-- start Article --

Working with the BIP70 payment protocol API

Introduction

The payment protocol is the term used to refer to the protocol specified in BIP 70, 71, 72 and 73. The payment protocol is designed add additional features to Bitcoin by replacing the ubiquitous Bitcoin address with small files that can encode more complex parameters. It specifies a format for payment requests, payments and payment acks that flow directly between the sender and receiver of funds.

The payment protocol is critical to the development of all kinds of important features for Bitcoin, and as such it’s important that you understand what it does how to work with it. This article explains the basic features, and shows some example code for integrating it into a wallet app.

Specifically, version 1 of the protocol provides:

  1. A way for a receiver/merchant to request multiple outputs with arbitrary scripts, instead of just a single output of pay-to-key-hash type. Payments can be satisfied with multiple independent transactions, allowing for merge avoidance based privacy techniques to be implemented in future.
  2. Free-text memo fields, so merchants can fill out details of the purchase that could be stored by wallets and users can attach messages in the act of paying.
  3. Expiry times, so a payment request that is too old may be treated as invalid. This allows receivers to bound their resource usage on the server side and abandon shopping carts that are never paid for.

-- end Article --
-- start Data segment --

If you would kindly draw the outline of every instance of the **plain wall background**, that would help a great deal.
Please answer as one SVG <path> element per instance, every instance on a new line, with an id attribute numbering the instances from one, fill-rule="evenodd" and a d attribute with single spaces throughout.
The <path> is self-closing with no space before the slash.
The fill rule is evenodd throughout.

-- end Data segment --

### Stated exercise A
Summarize the BIP70 article in two sentences.
### Stated exercise B
Reproduce the BIP70 article word for word between "2. Free-text memo" and "never paid for.", inclusive.

### Expected answer A
The payment protocol, specified in BIPs 70, 71, 72 and 73, replaces the Bitcoin address with small files that can encode more complex parameters, and it defines payment requests, payments and payment acks that flow directly between sender and receiver. Version 1 lets a receiver request multiple outputs with arbitrary scripts, adds free-text memo fields, and sets expiry times so that a payment request that is too old may be treated as invalid.

### Expected answer B
2. Free-text memo fields, so merchants can fill out details of the purchase that could be stored by wallets and users can attach messages in the act of paying.
  3. Expiry times, so a payment request that is too old may be treated as invalid. This allows receivers to bound their resource usage on the server side and abandon shopping carts that are never paid for.